__SET TASK 1__: From the thread on inverting a URL regular expression below, copy the passage that opens with the words containing "(http://)([a-zA-Z0-9\/\.])*" and closes with "the regular expression.", character for character.
---- SOURCE DOCUMENT
Let's say I have a regular expression that works correctly to find all of the URLs in a text file:

(http://)([a-zA-Z0-9\/\.])*

If what I want is not the URLs but the inverse - all other text except the URLs - is there an easy modification to make to get this?

+3  A: 

You could simply search and replace everything that matches the regular expression with an empty string, e.g. in Perl s/(http:\/\/)([a-zA-Z0-9\/\.])*//g

This would give you everything in the original text, except those substrings that match the regular expression.

dmcer
+1  A: 

If I understand the question correctly, you can use search/replace...just wildcard around your expression and then substitute the first and last parts.

s/^(.*)(your regex here)(.*)$/$1$3/
Rob Di Marco
That will only delete one match: the last one. And very inefficiently, too.
Alan Moore
A: 

im not sure if this will work exactly as you intend but it might help: Whatever you place in the brackets [] will be matched against. If you put ^ within the bracket, i.e [^a-zA-Z0-9\/.] it will match everything except what is in the brackets.
--------
__SET TASK 2__: Repeat every one of the boundary labeling rows below verbatim.
---- MATERIAL
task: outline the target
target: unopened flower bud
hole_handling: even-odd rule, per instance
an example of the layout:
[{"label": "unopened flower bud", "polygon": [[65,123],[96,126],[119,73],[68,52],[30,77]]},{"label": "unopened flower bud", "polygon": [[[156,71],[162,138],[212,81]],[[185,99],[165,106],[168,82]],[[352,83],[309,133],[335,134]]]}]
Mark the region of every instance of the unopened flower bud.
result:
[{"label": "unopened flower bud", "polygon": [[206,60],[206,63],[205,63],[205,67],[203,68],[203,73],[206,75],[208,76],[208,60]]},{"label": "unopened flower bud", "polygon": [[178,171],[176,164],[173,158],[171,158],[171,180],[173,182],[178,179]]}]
--------
__TASK RESPONSE 1__:
(http://)([a-zA-Z0-9\/\.])*

If what I want is not the URLs but the inverse - all other text except the URLs - is there an easy modification to make to get this?

+3  A: 

You could simply search and replace everything that matches the regular expression with an empty string, e.g. in Perl s/(http:\/\/)([a-zA-Z0-9\/\.])*//g

This would give you everything in the original text, except those substrings that match the regular expression.

__TASK RESPONSE 2__:
task: outline the target
target: unopened flower bud
hole_handling: even-odd rule, per instance
an example of the layout:
[{"label": "unopened flower bud", "polygon": [[65,123],[96,126],[119,73],[68,52],[30,77]]},{"label": "unopened flower bud", "polygon": [[[156,71],[162,138],[212,81]],[[185,99],[165,106],[168,82]],[[352,83],[309,133],[335,134]]]}]
Mark the region of every instance of the unopened flower bud.
result:
[{"label": "unopened flower bud", "polygon": [[206,60],[206,63],[205,63],[205,67],[203,68],[203,73],[206,75],[208,76],[208,60]]},{"label": "unopened flower bud", "polygon": [[178,171],[176,164],[173,158],[171,158],[171,180],[173,182],[178,179]]}]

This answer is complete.